▶ The input
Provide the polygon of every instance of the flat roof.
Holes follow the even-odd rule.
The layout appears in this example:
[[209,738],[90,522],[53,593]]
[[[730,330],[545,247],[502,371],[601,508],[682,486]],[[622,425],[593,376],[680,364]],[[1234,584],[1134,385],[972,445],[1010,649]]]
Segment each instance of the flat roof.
...
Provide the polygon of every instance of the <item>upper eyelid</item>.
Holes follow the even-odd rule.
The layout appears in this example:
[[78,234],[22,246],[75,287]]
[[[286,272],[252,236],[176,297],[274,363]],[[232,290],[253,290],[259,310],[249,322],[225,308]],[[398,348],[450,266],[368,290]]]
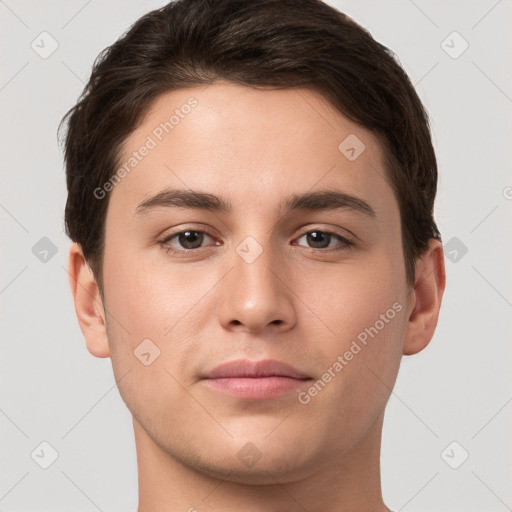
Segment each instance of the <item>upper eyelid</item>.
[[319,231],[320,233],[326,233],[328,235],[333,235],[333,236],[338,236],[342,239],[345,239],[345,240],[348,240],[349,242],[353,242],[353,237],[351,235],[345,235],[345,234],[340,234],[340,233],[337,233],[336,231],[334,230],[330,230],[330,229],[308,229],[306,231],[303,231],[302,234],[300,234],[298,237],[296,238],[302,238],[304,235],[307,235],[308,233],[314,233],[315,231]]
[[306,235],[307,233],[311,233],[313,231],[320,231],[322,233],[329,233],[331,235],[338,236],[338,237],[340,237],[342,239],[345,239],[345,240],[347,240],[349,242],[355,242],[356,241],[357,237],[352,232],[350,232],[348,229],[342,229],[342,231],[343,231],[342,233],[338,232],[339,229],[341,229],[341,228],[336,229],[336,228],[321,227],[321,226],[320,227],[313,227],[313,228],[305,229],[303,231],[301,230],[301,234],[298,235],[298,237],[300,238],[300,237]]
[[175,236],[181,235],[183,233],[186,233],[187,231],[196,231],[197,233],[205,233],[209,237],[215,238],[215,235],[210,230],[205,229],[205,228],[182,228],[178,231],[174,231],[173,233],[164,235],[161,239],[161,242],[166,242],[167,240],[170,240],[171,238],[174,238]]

▶ Brief
Whenever the word "Provide" shows up in a line of the entries, copy that line.

▶ Written answer
Provide the polygon of every instance of the flat roof.
Provide the polygon of every instance of the <item>upper eyelid</item>.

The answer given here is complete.